Dataset records ->
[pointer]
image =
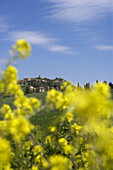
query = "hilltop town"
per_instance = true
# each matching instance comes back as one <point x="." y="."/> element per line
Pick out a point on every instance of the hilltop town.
<point x="40" y="84"/>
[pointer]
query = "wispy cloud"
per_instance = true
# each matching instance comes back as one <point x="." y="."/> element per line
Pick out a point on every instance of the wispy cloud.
<point x="37" y="38"/>
<point x="3" y="61"/>
<point x="79" y="10"/>
<point x="3" y="25"/>
<point x="62" y="49"/>
<point x="104" y="47"/>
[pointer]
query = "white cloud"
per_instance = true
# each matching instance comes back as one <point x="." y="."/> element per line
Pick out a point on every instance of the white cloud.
<point x="62" y="49"/>
<point x="3" y="25"/>
<point x="31" y="37"/>
<point x="37" y="38"/>
<point x="104" y="47"/>
<point x="79" y="10"/>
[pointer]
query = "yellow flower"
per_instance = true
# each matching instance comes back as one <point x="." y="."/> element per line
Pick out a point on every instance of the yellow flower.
<point x="68" y="149"/>
<point x="69" y="117"/>
<point x="48" y="139"/>
<point x="62" y="142"/>
<point x="34" y="167"/>
<point x="52" y="128"/>
<point x="38" y="150"/>
<point x="19" y="128"/>
<point x="60" y="162"/>
<point x="22" y="48"/>
<point x="4" y="152"/>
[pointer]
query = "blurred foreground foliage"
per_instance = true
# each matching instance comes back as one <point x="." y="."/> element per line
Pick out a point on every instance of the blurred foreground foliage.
<point x="81" y="139"/>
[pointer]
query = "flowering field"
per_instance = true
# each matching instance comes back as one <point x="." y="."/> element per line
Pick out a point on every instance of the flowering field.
<point x="77" y="124"/>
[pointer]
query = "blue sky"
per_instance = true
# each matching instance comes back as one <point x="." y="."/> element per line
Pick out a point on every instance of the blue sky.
<point x="72" y="39"/>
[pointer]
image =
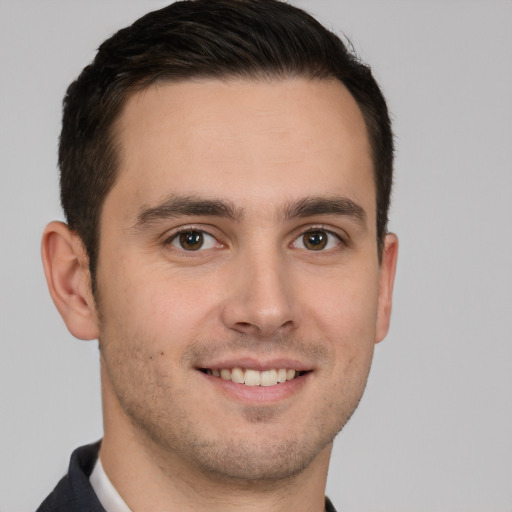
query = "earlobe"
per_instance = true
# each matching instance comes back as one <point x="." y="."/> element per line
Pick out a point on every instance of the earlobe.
<point x="67" y="274"/>
<point x="386" y="282"/>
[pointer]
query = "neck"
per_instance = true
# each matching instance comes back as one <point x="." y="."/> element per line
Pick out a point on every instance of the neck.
<point x="149" y="479"/>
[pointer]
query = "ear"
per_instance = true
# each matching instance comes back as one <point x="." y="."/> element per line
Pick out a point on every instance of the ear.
<point x="66" y="267"/>
<point x="386" y="282"/>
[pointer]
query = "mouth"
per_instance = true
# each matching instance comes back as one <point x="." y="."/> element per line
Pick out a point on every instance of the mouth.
<point x="251" y="377"/>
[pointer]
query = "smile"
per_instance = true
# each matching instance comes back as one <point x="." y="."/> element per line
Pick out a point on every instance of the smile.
<point x="250" y="377"/>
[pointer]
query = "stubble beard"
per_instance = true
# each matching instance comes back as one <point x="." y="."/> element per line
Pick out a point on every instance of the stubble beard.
<point x="166" y="429"/>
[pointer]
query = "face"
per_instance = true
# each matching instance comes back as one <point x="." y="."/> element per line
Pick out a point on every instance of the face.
<point x="240" y="292"/>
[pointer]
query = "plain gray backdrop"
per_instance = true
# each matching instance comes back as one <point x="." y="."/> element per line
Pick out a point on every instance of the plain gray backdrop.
<point x="434" y="429"/>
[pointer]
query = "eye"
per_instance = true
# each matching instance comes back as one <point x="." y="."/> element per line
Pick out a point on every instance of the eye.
<point x="317" y="240"/>
<point x="193" y="240"/>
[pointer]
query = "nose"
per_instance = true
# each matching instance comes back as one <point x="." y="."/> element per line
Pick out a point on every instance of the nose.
<point x="260" y="301"/>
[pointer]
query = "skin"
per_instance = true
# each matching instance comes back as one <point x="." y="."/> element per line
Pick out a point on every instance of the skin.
<point x="255" y="294"/>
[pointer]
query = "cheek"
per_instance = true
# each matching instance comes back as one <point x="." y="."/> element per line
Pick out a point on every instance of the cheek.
<point x="153" y="307"/>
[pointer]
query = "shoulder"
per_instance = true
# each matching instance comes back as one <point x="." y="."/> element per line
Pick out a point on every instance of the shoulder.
<point x="74" y="492"/>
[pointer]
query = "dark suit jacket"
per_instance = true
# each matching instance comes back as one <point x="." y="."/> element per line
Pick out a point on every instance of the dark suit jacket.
<point x="74" y="492"/>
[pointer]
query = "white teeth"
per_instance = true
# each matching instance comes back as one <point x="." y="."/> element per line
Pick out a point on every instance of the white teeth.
<point x="254" y="377"/>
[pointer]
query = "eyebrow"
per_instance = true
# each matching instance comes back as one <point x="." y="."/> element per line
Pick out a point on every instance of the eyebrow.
<point x="181" y="206"/>
<point x="339" y="206"/>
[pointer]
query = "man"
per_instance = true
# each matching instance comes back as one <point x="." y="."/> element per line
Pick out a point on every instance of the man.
<point x="226" y="169"/>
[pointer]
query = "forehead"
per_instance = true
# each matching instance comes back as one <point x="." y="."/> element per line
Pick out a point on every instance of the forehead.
<point x="243" y="140"/>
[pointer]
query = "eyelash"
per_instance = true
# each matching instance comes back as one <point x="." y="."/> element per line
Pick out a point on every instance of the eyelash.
<point x="341" y="241"/>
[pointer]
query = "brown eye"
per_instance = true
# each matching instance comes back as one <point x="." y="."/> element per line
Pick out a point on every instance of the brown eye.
<point x="191" y="240"/>
<point x="315" y="240"/>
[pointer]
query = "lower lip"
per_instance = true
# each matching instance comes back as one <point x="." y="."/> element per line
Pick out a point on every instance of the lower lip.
<point x="259" y="394"/>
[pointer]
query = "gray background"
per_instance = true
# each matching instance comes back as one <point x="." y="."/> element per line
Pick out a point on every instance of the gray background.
<point x="434" y="430"/>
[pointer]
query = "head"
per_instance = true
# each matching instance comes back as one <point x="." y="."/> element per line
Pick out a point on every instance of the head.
<point x="187" y="40"/>
<point x="227" y="167"/>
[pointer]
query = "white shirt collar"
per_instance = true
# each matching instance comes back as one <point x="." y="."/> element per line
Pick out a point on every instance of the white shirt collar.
<point x="105" y="490"/>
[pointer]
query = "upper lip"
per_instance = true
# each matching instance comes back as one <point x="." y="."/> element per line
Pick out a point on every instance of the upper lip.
<point x="259" y="363"/>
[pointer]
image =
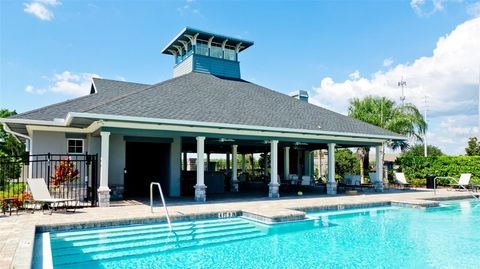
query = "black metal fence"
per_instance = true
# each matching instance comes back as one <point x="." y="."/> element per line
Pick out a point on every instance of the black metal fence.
<point x="66" y="176"/>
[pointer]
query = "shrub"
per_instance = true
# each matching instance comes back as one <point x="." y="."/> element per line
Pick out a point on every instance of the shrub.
<point x="453" y="166"/>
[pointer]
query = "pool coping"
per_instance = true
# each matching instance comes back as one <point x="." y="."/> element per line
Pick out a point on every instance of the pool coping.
<point x="23" y="257"/>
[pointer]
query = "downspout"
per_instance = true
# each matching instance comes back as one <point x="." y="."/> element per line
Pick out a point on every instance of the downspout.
<point x="28" y="144"/>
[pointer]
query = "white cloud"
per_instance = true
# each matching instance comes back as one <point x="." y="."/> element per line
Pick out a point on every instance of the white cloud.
<point x="355" y="75"/>
<point x="474" y="9"/>
<point x="31" y="89"/>
<point x="68" y="83"/>
<point x="189" y="7"/>
<point x="387" y="62"/>
<point x="39" y="9"/>
<point x="449" y="77"/>
<point x="72" y="83"/>
<point x="426" y="7"/>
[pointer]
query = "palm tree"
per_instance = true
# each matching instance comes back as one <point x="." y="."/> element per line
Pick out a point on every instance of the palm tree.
<point x="403" y="119"/>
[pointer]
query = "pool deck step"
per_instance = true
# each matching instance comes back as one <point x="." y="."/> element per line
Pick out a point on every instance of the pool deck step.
<point x="157" y="248"/>
<point x="267" y="215"/>
<point x="415" y="203"/>
<point x="59" y="246"/>
<point x="122" y="233"/>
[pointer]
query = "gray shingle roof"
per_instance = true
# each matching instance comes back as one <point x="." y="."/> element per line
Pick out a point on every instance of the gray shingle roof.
<point x="106" y="91"/>
<point x="206" y="98"/>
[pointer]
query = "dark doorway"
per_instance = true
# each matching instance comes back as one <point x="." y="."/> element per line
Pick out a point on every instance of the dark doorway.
<point x="146" y="162"/>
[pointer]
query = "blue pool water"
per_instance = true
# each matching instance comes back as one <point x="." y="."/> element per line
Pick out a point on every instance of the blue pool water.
<point x="387" y="237"/>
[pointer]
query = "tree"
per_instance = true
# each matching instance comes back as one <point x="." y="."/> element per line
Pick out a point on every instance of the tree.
<point x="473" y="148"/>
<point x="418" y="150"/>
<point x="9" y="145"/>
<point x="403" y="119"/>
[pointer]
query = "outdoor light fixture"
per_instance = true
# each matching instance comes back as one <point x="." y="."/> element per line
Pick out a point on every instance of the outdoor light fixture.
<point x="226" y="140"/>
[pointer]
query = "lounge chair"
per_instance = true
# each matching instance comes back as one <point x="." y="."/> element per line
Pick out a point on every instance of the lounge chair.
<point x="401" y="180"/>
<point x="42" y="196"/>
<point x="306" y="181"/>
<point x="463" y="182"/>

Goal ->
Please pull out every line of the data above that contains the word "foreground" and copy each one in full.

Exercise answer ->
query = "blurred foreground foliage"
Pick out a point on every instance of the blurred foreground foliage.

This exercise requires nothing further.